To do —
Copy out each of the entries below word for word, omitting the pictures.

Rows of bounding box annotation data
*****

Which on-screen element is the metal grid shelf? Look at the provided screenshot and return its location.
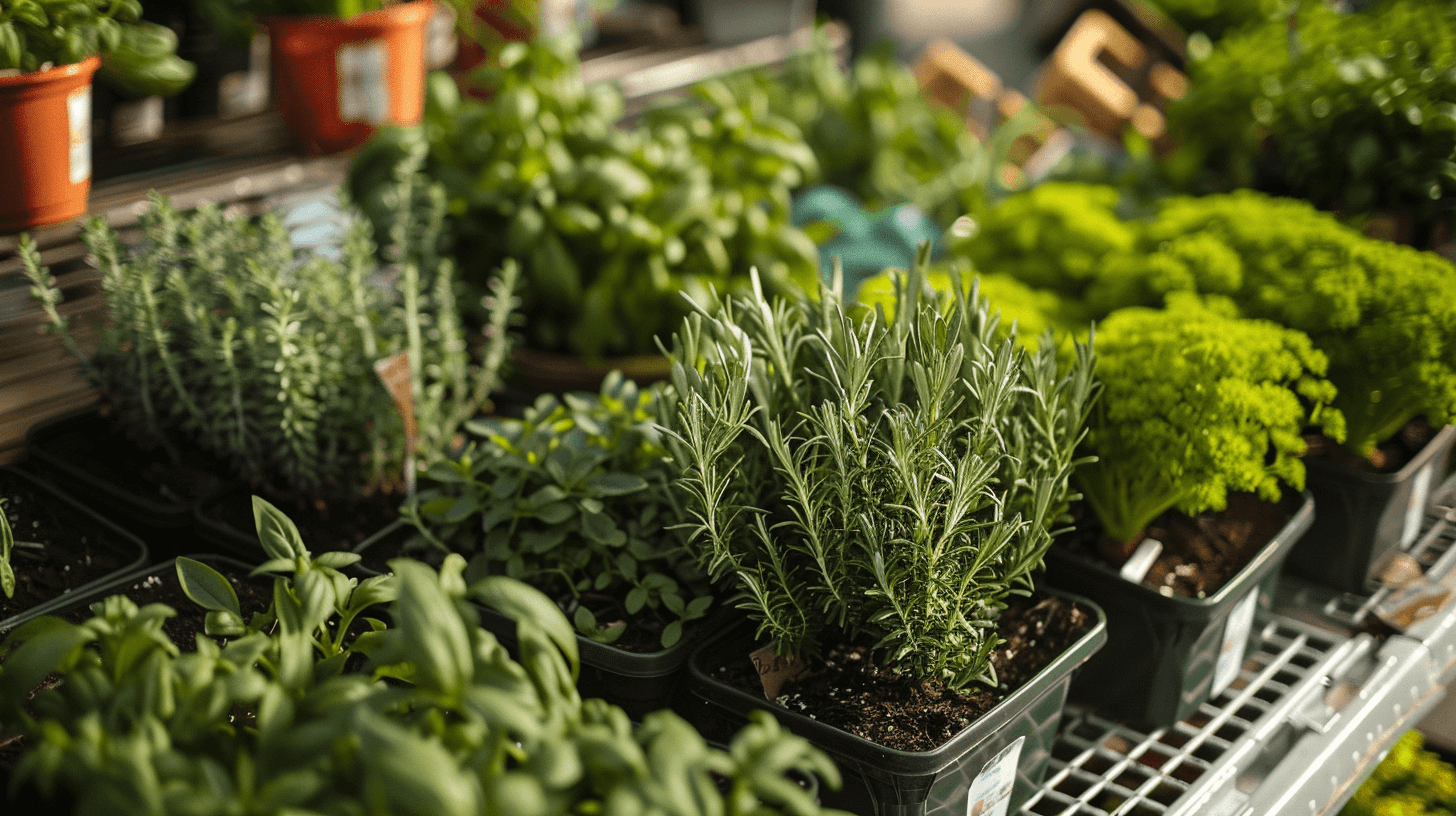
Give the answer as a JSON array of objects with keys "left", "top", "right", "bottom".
[
  {"left": 1021, "top": 618, "right": 1373, "bottom": 816},
  {"left": 1021, "top": 476, "right": 1456, "bottom": 816}
]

*****

Finished task —
Which on-screen element is the metal grid shelf? Look at the provided screenshot and return its location.
Give the answer as a JSON array of objects with keys "left", "top", "right", "bottom".
[
  {"left": 1021, "top": 618, "right": 1373, "bottom": 816},
  {"left": 1021, "top": 476, "right": 1456, "bottom": 816}
]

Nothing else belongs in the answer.